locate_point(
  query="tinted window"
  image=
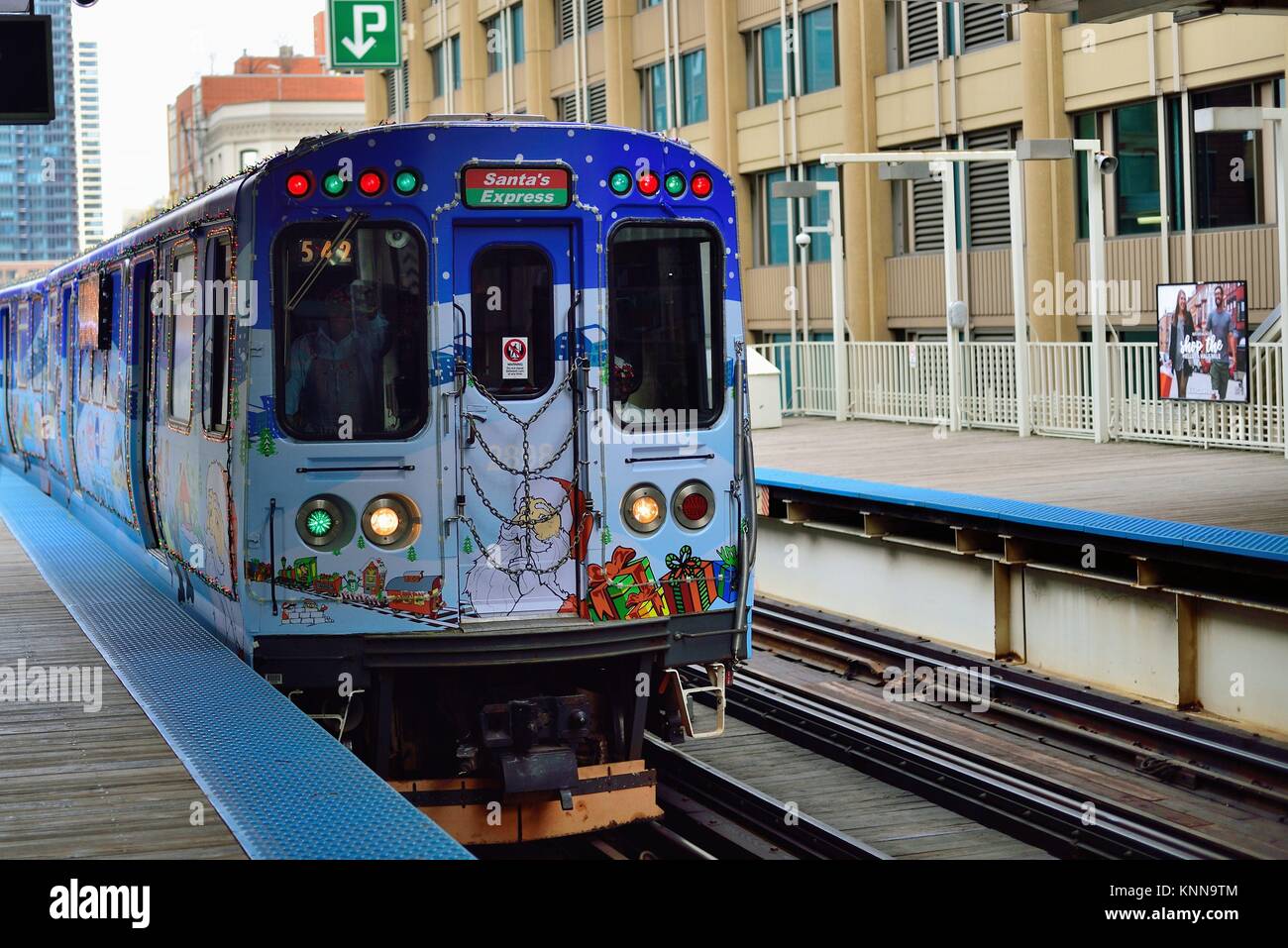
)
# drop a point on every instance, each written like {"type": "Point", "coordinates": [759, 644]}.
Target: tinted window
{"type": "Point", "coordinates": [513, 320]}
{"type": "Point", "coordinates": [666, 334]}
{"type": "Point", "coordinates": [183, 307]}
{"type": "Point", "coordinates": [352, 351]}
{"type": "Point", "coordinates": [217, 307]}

* [About this exercise] Beginning with the line that contains "# drop a point", restate word for word each line through the last one in the data, and write nothing more.

* [Response]
# drop a point on every instance, each written like {"type": "Point", "coordinates": [759, 644]}.
Target: tinted window
{"type": "Point", "coordinates": [513, 320]}
{"type": "Point", "coordinates": [666, 334]}
{"type": "Point", "coordinates": [183, 307]}
{"type": "Point", "coordinates": [352, 351]}
{"type": "Point", "coordinates": [217, 307]}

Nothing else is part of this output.